- [EXCERPTED TEXT]:
IN THE UTAH COURT OF APPEALS

----ooOoo----



Julia V. Whetman, Plaintiff and Appellee, 

v. 

John D. Whetman, Defendant and Appellant. 


Case No. 971642-CA


F I L E D (October 8, 1998)   -----  

Second District, Farmington Department

The Honorable Glen R. Dawson

Attorneys: G. Scott Jensen, Ogden, for Appellant

Tom D. Branch, Salt Lake City, for Appellee -----  

Before Judges Billings, Greenwood, and Jackson.

PER CURIAM:

Appellant challenges the district court's equal division between the parties of the sole marital asset. Appellant asserts that the court should have awarded the entire asset to him because he had brought the asset into the marriage and had never intended to give Appellee half the equity in the asset, despite the fact that he had quitclaimed a half interest to her during the marriage. We affirm.

A district court's property division is reviewed under an abuse of discretion standard. Endrody v. Endrody, 914 P.2d 1166, 1168-69 (Utah Ct. App. 1996). There is no fixed formula upon which to determine a division of property in a divorce action, and the trial court has considerable latitude in adjusting financial and property interests and its actions are entitled to a presumption of validity. Shepherd v. Shepherd, 876 P.2d 429, 433 (Utah Ct. App. 1994). This court will not disturb the trial court's decision unless it is clearly unjust or a clear abuse of discretion. Id.

The appropriate treatment of property brought into the marriage varies from case to case. Newmeyer v. Newmeyer, 745 P.2d 1276, 1277 (Utah 1987). In appropriate circumstances, a party may be awarded property which the other spouse brought into the marriage. Naranjo v. Naranjo, 751 P.2d 1144, 1147 (Utah Ct. App. 1988). The overriding concern is that the division be equitable, i.e., fairly divided in light of the contributions during the marriage and circumstances at divorce. Newmeyer, 745 P.2d at 1278. When acting as a trier of fact, the trial court is entitled to give conflicting testimony whatever weight it deems appropriate. Id.

- [DATA SHOWN]:
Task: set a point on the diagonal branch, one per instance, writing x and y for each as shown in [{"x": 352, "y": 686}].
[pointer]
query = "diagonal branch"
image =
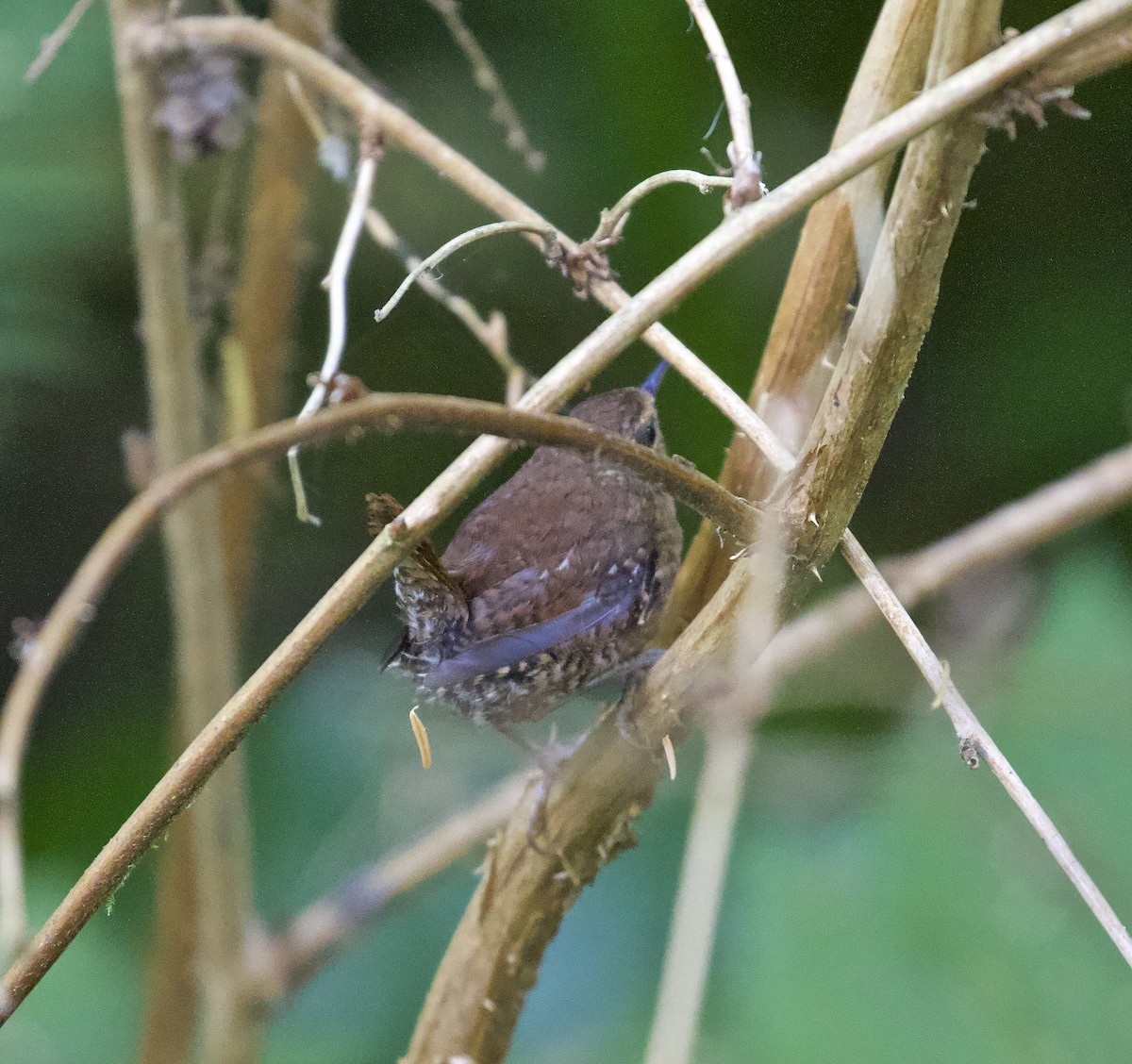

- [DIRECTION 1]:
Reproduce everything in the Whetman opinion from "A district court's" down to "of discretion. Id.".
- [DIRECTION 2]:
Name every earlier case that the Whetman opinion cites by name.
- [DIRECTION 3]:
Answer the following from the Whetman opinion:
(a) What case number does it bear?
(b) Which judges heard the appeal?
(c) Under what standard is a district court's property division reviewed?

- [CORRECT ANSWER 1]:
A district court's property division is reviewed under an abuse of discretion standard. Endrody v. Endrody, 914 P.2d 1166, 1168-69 (Utah Ct. App. 1996). There is no fixed formula upon which to determine a division of property in a divorce action, and the trial court has considerable latitude in adjusting financial and property interests and its actions are entitled to a presumption of validity. Shepherd v. Shepherd, 876 P.2d 429, 433 (Utah Ct. App. 1994). This court will not disturb the trial court's decision unless it is clearly unjust or a clear abuse of discretion. Id.

- [CORRECT ANSWER 2]:
Endrody v. Endrody
Shepherd v. Shepherd
Newmeyer v. Newmeyer
Naranjo v. Naranjo

- [CORRECT ANSWER 3]:
(a) 971642-CA
(b) Judges Billings, Greenwood, and Jackson
(c) An abuse of discretion standard